- Exercise instructions
(1) From the text on Belgium's handling of the pandemic, list the measures the text names as legislative changes that upset and cloud the understanding of Belgians.
(2) Continue the text on Belgium's handling of the pandemic, starting after its final sentence.

-- Passage to read follows --

It’s time to remember that we live in a democracy.

Xavier Van Gils, president of Avocats.be, the French-German-speaking bar of Belgium: “I find that since April our government has taken a lot of largesse with the Constitution, which is a risk for our democracy (…/…) Making laws is the role of the Parliament, not the government ”.

With this public statement the bars point at a the series of ministerial orders that  were directly issued by the federal government. Even if ministers want to follow the advice of experts and scientists, the lawyers want to remind them that the state is a democracy and must remain so.  “We are no longer facing a pandemic that we do not know about. We have time for a parliamentary debate. Perhaps we would end up with the same decisions, but then they would have the required legitimacy since they would have been taken by the elected representatives of the nation,” the lawyers wrote

What the bars also fear is growing legal insecurity in the country. Lockdown, curfew, travel restrictions, mask mandates, these legislative changes upset and cloud the understanding of Belgians. “Citizens need clear information from their government. All the more so in this crisis situation” says the president of Avocats.be.

“The pandemic cannot justify everything” and certainly not the fact of ignoring any form of debate.

Media and experts also under fire

This open criticism was echoed by a recent documentary about the biased way and the lack of debate with which the pandemic has been covered in national channels and the mainstream media. The video called “Ceci n’est pas un Complot” (This is not A Conspiracy”) made over 1 million views in a couple of weeks.  Viewers were shocked when they saw archives of a Chatham house conference of Jan. 2019 in which Prof. Marc Van Ranst one of Belgium’s ‘daily experts’ and eminent vaccinologists explained the basic principles of  a good communication strategy during a pandemic drawing on his experience with the H1N1 flu. He made it very clear how useful it was to scare the public and how one could do it starting a daily death count that would feed the mainstream media at all times and how this could be used to promote the ‘life saving vaccines.’

Needless to say a good part of the public opinion didn’t really appreciate this new portrait of their ‘national heroes’.  Shortly thereafter the Prime Minister announced that a public debate would be held in Parliament over the Coronameasures.

-- Passage to read concluded --
-- Source data follows --

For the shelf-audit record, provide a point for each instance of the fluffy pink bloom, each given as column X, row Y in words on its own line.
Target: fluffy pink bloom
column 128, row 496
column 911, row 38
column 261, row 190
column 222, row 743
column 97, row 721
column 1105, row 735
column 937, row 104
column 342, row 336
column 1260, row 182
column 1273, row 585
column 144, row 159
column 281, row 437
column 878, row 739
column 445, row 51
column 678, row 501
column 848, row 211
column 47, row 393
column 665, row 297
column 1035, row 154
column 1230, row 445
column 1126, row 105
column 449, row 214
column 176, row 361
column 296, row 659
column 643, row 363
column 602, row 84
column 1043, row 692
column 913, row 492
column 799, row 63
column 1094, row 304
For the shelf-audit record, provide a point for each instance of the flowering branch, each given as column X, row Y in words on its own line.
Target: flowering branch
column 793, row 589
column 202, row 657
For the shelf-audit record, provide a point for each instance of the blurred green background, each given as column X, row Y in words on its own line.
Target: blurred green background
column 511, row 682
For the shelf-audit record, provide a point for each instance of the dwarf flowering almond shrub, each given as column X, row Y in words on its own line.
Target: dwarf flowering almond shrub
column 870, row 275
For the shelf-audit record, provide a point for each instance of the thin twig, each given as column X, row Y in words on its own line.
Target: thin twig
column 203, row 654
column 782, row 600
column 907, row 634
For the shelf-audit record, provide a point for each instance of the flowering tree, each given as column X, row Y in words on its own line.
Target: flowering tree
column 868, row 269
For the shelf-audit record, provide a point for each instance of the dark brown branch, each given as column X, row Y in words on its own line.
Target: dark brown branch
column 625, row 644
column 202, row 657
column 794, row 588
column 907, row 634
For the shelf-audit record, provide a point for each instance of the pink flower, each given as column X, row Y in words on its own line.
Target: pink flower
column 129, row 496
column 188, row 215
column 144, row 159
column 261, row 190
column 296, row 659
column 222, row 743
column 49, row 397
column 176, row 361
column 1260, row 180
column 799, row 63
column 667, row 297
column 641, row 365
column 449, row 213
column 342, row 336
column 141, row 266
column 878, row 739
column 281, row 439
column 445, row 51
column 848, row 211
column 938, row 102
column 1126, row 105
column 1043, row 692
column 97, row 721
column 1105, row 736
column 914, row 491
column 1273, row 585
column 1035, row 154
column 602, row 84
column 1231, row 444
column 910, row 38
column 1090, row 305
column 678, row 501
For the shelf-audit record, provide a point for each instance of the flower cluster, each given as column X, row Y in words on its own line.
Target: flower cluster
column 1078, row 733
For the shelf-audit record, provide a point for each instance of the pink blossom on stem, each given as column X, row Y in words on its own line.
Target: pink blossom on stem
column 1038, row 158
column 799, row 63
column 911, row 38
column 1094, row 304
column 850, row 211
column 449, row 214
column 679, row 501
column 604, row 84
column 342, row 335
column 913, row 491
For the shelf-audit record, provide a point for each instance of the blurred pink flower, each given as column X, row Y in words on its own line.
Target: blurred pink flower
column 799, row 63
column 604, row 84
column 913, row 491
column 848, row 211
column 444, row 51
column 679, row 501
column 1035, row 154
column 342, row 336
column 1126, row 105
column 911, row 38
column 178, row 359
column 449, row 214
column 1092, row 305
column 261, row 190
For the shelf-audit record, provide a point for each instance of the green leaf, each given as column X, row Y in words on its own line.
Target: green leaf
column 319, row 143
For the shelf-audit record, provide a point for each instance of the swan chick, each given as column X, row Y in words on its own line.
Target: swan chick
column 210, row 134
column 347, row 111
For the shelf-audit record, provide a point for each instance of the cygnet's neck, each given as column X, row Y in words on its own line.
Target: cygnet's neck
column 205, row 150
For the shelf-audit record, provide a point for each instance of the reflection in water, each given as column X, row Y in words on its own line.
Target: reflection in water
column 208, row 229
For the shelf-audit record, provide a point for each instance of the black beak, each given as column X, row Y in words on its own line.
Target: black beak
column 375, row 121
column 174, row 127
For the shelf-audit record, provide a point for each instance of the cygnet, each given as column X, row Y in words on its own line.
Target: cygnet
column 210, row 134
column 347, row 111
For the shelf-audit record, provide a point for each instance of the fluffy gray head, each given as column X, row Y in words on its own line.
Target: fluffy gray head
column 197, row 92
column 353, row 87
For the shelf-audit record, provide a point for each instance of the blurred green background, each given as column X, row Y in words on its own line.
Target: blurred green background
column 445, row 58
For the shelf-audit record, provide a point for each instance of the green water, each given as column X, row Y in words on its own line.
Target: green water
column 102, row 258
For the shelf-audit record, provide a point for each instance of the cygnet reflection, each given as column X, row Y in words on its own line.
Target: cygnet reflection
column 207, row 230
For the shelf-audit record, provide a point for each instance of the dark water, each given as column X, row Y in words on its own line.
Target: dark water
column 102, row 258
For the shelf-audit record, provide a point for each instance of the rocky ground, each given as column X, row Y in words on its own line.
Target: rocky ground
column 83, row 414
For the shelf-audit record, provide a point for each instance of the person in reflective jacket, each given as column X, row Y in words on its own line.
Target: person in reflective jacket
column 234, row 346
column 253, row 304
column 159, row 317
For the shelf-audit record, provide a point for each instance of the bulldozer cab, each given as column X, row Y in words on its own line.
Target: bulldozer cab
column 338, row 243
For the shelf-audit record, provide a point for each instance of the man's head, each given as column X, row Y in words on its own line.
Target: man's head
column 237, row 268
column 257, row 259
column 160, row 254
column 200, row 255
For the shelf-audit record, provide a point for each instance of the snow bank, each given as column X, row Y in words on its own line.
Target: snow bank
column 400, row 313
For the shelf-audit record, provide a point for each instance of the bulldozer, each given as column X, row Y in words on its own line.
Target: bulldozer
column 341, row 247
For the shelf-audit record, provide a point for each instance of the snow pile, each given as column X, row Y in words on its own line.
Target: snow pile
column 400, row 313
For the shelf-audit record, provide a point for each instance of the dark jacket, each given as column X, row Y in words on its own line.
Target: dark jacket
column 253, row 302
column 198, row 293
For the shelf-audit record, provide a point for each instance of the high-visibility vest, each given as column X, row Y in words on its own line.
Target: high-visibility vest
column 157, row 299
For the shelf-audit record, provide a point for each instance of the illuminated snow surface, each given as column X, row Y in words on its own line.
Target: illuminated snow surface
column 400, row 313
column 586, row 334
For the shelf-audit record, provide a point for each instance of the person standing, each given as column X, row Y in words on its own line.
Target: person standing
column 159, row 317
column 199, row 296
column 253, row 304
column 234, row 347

-- Source data concluded --

- Exercise results
(1) Lockdown, curfew, travel restrictions and mask mandates.

(2)
Meanwhile the government had taken the decision to close its borders for non-essential travel in an attempt to block its population to leave on winter holidays. Belgium, France and Germany carry on with strict measures whilst some of their European neighbours like Italy, Austria, Espagne, Poland, Greece start to release the pressure on the society and take decisions which respect the economic context and the public opinion in favour of reopening.

The European Commission reacted in an open letter to the 27 members of the Union against the closure of borders and called to the respect of the principles of proportionality and non-discrimination.  Belgium did not change its decision to keep its borders closed until the 1st of April, but announced ‘a possible reevaluation’.  The country’s experts keep the confusion going with forecasts of variants and a third wave and insist that the measures have to be maintained while indicators of hospital capacity and mortality are stable and low.   Debates in Brussels at national and European level are much awaited and could and should be heated.